**EXERCISE DESCRIPTION**
Go through the listing and set it down exactly, leaving out its pictures.

* Begin DATA LISTING *

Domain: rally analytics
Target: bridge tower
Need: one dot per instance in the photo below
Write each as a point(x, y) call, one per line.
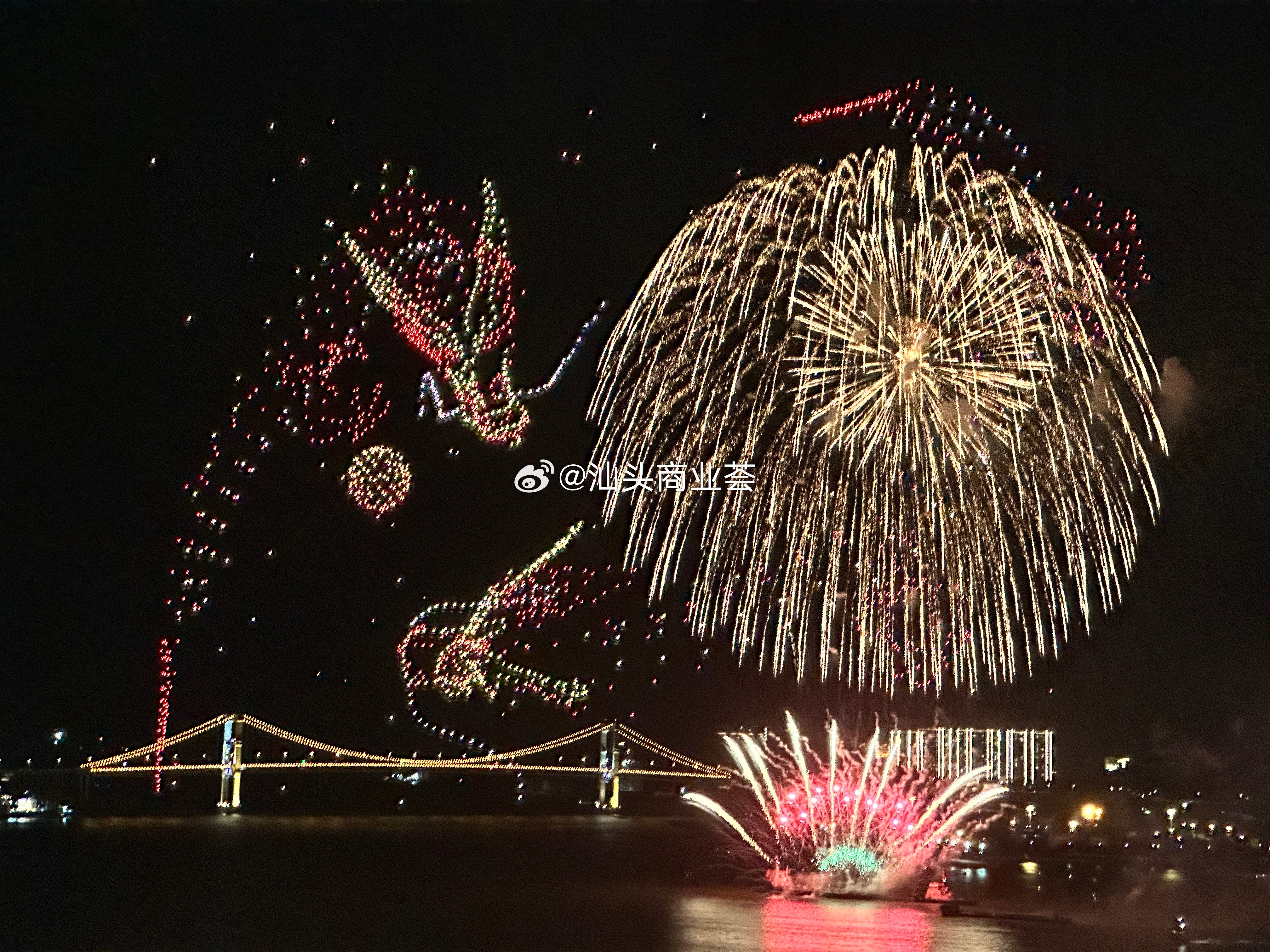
point(232, 765)
point(610, 762)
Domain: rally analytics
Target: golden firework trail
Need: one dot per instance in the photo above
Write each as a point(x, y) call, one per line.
point(948, 411)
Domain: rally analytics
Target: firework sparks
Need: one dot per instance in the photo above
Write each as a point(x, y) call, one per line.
point(948, 407)
point(849, 823)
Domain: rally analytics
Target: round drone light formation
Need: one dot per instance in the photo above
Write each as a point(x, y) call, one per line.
point(379, 480)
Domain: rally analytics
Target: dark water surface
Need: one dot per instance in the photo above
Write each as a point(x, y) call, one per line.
point(591, 883)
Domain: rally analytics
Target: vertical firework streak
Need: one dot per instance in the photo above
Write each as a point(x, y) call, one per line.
point(900, 818)
point(948, 408)
point(950, 122)
point(449, 286)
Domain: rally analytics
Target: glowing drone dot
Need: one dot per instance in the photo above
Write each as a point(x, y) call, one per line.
point(379, 480)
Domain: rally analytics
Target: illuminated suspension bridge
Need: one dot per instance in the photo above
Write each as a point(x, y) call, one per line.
point(613, 765)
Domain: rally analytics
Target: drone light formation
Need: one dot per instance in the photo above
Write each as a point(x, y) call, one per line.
point(378, 480)
point(461, 659)
point(454, 300)
point(849, 822)
point(948, 409)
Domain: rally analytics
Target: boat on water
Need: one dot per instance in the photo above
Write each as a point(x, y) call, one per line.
point(27, 808)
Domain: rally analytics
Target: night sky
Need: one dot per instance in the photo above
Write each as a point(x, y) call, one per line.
point(110, 397)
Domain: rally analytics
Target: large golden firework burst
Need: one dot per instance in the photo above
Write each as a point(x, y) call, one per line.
point(948, 411)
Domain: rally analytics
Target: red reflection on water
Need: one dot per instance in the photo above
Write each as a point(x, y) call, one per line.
point(808, 926)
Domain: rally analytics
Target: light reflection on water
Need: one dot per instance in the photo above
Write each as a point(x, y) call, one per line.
point(775, 925)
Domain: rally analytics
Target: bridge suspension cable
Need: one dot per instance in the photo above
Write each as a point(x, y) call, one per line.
point(353, 760)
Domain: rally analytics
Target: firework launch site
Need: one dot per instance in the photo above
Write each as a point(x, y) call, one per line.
point(598, 478)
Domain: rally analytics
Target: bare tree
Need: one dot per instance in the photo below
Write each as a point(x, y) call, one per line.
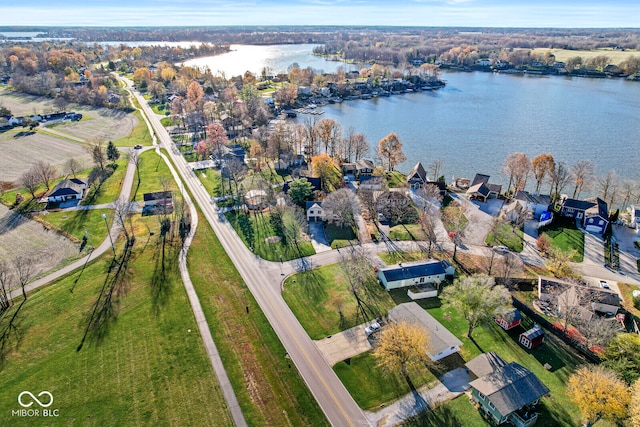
point(608, 187)
point(98, 154)
point(435, 168)
point(582, 174)
point(559, 179)
point(627, 191)
point(46, 172)
point(542, 165)
point(24, 271)
point(30, 180)
point(517, 167)
point(72, 166)
point(337, 208)
point(5, 285)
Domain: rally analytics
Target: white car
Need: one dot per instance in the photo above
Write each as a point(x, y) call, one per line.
point(372, 328)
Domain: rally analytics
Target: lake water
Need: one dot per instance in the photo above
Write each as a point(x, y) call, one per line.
point(277, 58)
point(479, 118)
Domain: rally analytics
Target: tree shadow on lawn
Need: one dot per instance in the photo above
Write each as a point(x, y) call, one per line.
point(105, 308)
point(10, 331)
point(12, 220)
point(440, 416)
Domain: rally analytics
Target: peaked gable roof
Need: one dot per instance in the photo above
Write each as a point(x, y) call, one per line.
point(581, 205)
point(417, 173)
point(510, 387)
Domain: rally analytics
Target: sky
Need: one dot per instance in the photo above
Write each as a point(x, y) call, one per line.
point(467, 13)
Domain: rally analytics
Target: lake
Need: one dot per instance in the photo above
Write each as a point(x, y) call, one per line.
point(479, 118)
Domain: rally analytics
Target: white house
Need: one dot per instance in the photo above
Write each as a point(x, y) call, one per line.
point(314, 211)
point(67, 189)
point(442, 343)
point(415, 273)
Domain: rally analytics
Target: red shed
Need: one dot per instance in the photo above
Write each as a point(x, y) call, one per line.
point(532, 338)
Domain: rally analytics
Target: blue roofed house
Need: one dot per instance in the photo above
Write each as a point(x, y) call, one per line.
point(596, 218)
point(506, 392)
point(415, 273)
point(593, 215)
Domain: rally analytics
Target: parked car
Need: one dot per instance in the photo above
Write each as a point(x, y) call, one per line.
point(372, 328)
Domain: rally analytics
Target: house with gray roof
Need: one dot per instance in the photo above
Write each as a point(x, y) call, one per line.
point(442, 343)
point(506, 392)
point(482, 189)
point(415, 273)
point(67, 189)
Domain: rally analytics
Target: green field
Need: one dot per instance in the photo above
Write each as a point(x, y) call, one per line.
point(314, 297)
point(138, 135)
point(567, 238)
point(506, 235)
point(268, 386)
point(152, 170)
point(145, 365)
point(372, 387)
point(110, 189)
point(262, 229)
point(615, 56)
point(76, 223)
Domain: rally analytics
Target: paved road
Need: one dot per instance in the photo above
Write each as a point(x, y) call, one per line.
point(203, 327)
point(263, 280)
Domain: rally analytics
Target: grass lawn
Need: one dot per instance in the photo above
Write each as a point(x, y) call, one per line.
point(458, 412)
point(339, 237)
point(407, 232)
point(557, 409)
point(211, 180)
point(371, 387)
point(74, 223)
point(395, 179)
point(507, 235)
point(627, 294)
point(261, 230)
point(314, 297)
point(269, 389)
point(148, 367)
point(110, 189)
point(566, 237)
point(152, 169)
point(138, 135)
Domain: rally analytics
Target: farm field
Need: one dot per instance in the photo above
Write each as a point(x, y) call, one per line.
point(100, 124)
point(615, 56)
point(21, 236)
point(21, 150)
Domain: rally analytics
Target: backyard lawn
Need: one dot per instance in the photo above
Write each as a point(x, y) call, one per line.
point(506, 235)
point(339, 237)
point(269, 389)
point(371, 387)
point(323, 302)
point(407, 232)
point(566, 237)
point(76, 223)
point(153, 170)
point(144, 365)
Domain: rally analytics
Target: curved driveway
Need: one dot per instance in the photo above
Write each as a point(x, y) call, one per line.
point(263, 280)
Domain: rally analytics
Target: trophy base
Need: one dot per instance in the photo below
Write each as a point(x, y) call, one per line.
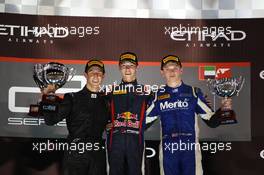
point(228, 117)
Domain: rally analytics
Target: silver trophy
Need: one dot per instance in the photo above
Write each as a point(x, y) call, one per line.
point(226, 88)
point(52, 73)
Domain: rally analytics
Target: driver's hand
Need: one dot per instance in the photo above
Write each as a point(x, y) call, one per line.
point(51, 88)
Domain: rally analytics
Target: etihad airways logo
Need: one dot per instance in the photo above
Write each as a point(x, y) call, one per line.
point(174, 105)
point(204, 36)
point(44, 34)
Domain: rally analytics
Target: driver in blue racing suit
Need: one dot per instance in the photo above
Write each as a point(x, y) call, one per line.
point(178, 106)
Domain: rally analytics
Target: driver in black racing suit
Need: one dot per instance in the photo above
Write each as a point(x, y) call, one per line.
point(86, 114)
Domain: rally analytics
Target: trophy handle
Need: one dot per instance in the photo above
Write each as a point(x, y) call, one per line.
point(72, 72)
point(240, 84)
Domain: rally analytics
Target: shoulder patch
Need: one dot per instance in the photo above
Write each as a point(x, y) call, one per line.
point(164, 96)
point(120, 92)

* End DATA LISTING *

**FINAL ANSWER**
Domain: rally analytics
Target: bridge tower
Need: one dot per instance in the photo below
Write each as a point(x, y) call, one per line.
point(232, 765)
point(610, 762)
Domain: rally analytics
Target: golden firework trail
Need: one dot per instance in the photo above
Write each as a point(x, y) call, one per line.
point(948, 411)
Domain: rally analytics
Target: firework sparks
Need: one dot per instance in the photo above
Write each as a point(x, y) call, one per line.
point(948, 407)
point(849, 823)
Domain: rally analytics
Target: round drone light formation
Need: one dot per instance in the photo above
Write each as a point(x, y) call, one per line.
point(379, 480)
Domain: rally analytics
Target: dark water surface
Need: one dot per instance in the photo above
Write each as a point(x, y) call, one per line.
point(591, 883)
Domain: rally analytics
Target: vertical firework streak
Need: one dot per instance in the photo above
Write each as a point(x, y) call, one per line.
point(900, 818)
point(948, 408)
point(950, 122)
point(449, 286)
Domain: rally analytics
Target: glowing drone dot
Need: one dot per instance in the photo above
Write each as a point(x, y) call, one per line.
point(379, 480)
Domain: rally analytics
Target: illuminated suspension bridge
Need: one dot per instance in the photo above
Write each as a point(x, y) call, one per line.
point(613, 765)
Domain: rally analytics
Target: drone light formation
Need: one dot per instance in the photo above
Write each as a point(x, y) call, one per line.
point(378, 480)
point(461, 659)
point(454, 300)
point(849, 822)
point(948, 409)
Domain: rally analytics
Target: boat on water
Need: one dot per instance in the photo above
Write each as a point(x, y) call, one per line.
point(27, 808)
Domain: rally analytics
Target: night sky
Need: one dot per instance in the photo above
Write each as a point(x, y) call, one per line.
point(110, 397)
Domain: rally analytics
Target: large golden firework burst
Need: one dot per instance in the photo above
Write each as a point(x, y) call, one per line.
point(948, 411)
Domain: rally analytics
Target: red reflection on water
Need: one dot per instance in the photo above
Write each as a point(x, y) call, one per line.
point(808, 926)
Domain: rally analytics
Target: light reflection on water
Need: one dot per instance in the photo above
Write each as a point(x, y) call, one per line.
point(775, 925)
Domain: rally analytics
Target: bridge suspension cable
Need: one dot per instance in the photo above
Write each as a point(x, y) call, one per line.
point(353, 760)
Domain: rally analytics
Target: firework launch site
Need: one dot per instance in the photo above
Write each as a point(x, y) call, one per line.
point(598, 478)
Domain: rally analytics
Target: bare tree
Need: one dot per instance in the photo below
Write each as a point(x, y) call, one per line.
point(608, 187)
point(98, 154)
point(435, 168)
point(582, 174)
point(559, 179)
point(627, 191)
point(46, 172)
point(542, 165)
point(24, 271)
point(30, 180)
point(517, 167)
point(72, 166)
point(337, 208)
point(5, 285)
Domain: rally analytics
Target: white car
Need: one dot per instance in the photo above
Write each as a point(x, y) call, one per line.
point(372, 328)
Domain: rally analytics
Target: lake water
Need: one dot per instance in the photo above
Write each as a point(x, y) call, one per line.
point(277, 58)
point(479, 118)
Domain: rally analytics
Target: tree shadow on lawn
Need: one dot per instance in the photo above
Write each as a point(x, y) call, one per line.
point(105, 308)
point(10, 331)
point(12, 220)
point(440, 416)
Domain: rally analytics
Target: peaked gable roof
Need: one dot per instance in the photo above
Write each as a point(x, y) call, one per line.
point(581, 205)
point(417, 173)
point(510, 387)
Domain: rally analytics
Target: sky
Need: one dot per instance in the photo above
Write each as a point(x, y) call, one per line.
point(467, 13)
Domain: rally analytics
Target: lake
Need: one dot per instance in the photo above
Write each as a point(x, y) call, one per line.
point(479, 118)
Domain: rally analytics
Target: white house
Need: one dot per instance in the photo above
Write each as a point(x, y) call, one per line.
point(314, 211)
point(67, 189)
point(442, 343)
point(415, 273)
Domain: rally analytics
Target: red shed
Need: one dot per instance in the photo above
Write each as a point(x, y) call, one per line.
point(532, 338)
Domain: rally analytics
Target: blue roofed house
Need: one dot per instance in the photo above
Write each as a point(x, y) call, one per line.
point(596, 218)
point(506, 392)
point(415, 273)
point(593, 215)
Domain: rally analytics
Target: parked car
Need: one dot per instance in the photo above
Write each as a point(x, y) call, one per line.
point(372, 328)
Domain: rally analytics
Target: house with gray roof
Need: one dot per instance in the photo above
Write each as a point(x, y) call, one per line.
point(442, 343)
point(506, 392)
point(482, 189)
point(415, 273)
point(67, 189)
Domain: rally analytics
Target: green field
Need: one dot per instance in the photo above
Write each as a point(x, y) call, one per line.
point(314, 297)
point(138, 135)
point(567, 238)
point(506, 235)
point(268, 386)
point(152, 170)
point(145, 365)
point(372, 387)
point(110, 189)
point(262, 229)
point(615, 56)
point(76, 223)
Domain: rally analytics
Target: paved road
Need: one dot per instance in the photo above
Write each as a point(x, y) call, one per line.
point(203, 327)
point(263, 280)
Domain: rally analytics
Target: grass lawn
Need: one dot per instance in the photo above
Write each as a point(x, y) call, one per line.
point(458, 412)
point(339, 237)
point(407, 232)
point(557, 409)
point(211, 180)
point(371, 387)
point(74, 223)
point(395, 179)
point(507, 235)
point(627, 294)
point(261, 230)
point(314, 297)
point(269, 389)
point(148, 367)
point(110, 189)
point(566, 237)
point(152, 169)
point(138, 135)
Domain: rally analytics
Target: farm field
Need: one dot per instance in the photo above
Write each as a point(x, y) call, one per line.
point(100, 124)
point(615, 56)
point(21, 236)
point(21, 150)
Domain: rally analytics
Target: backyard lawn
Need: one dot per instance in the photo above
Write each as a point(x, y) call, one per line.
point(506, 235)
point(339, 237)
point(269, 389)
point(371, 387)
point(323, 302)
point(407, 232)
point(566, 237)
point(76, 223)
point(153, 170)
point(144, 365)
Domain: rally analytics
Target: curved driveway
Need: one dot per instance in the photo above
Write each as a point(x, y) call, one per line.
point(263, 280)
Domain: rally analytics
Target: trophy base
Need: one dot per instance in the photo below
Write each as a point(x, y) call, one per line.
point(228, 117)
Domain: rally analytics
Target: silver trophy
Need: one dot per instance in the photo above
Write each as a point(x, y) call, one per line.
point(226, 88)
point(52, 73)
Domain: rally analytics
Target: driver's hand
Need: one dot per instance in the photo above
Write each as a point(x, y) call, one per line.
point(51, 88)
Domain: rally analytics
Target: etihad airways logo
Need: one dot per instance in the photo above
Write each as a point(x, y) call, one per line.
point(174, 105)
point(204, 36)
point(44, 34)
Domain: rally analytics
Target: driver in blue racing suit
Need: one dot per instance in the photo above
Write each as a point(x, y) call, one per line.
point(178, 106)
Domain: rally analytics
Target: driver in black racing suit
Need: one dot per instance in the photo above
Write each as a point(x, y) call, one per line.
point(86, 114)
Domain: rally analytics
Target: trophy handle
Need: one dot per instance in the photo above
Write each as a point(x, y) call, one per line.
point(72, 72)
point(240, 84)
Domain: rally analytics
Target: shoulder patch
Need: one dot per instance in the photo above
Write each as a point(x, y) call, one per line.
point(164, 96)
point(120, 92)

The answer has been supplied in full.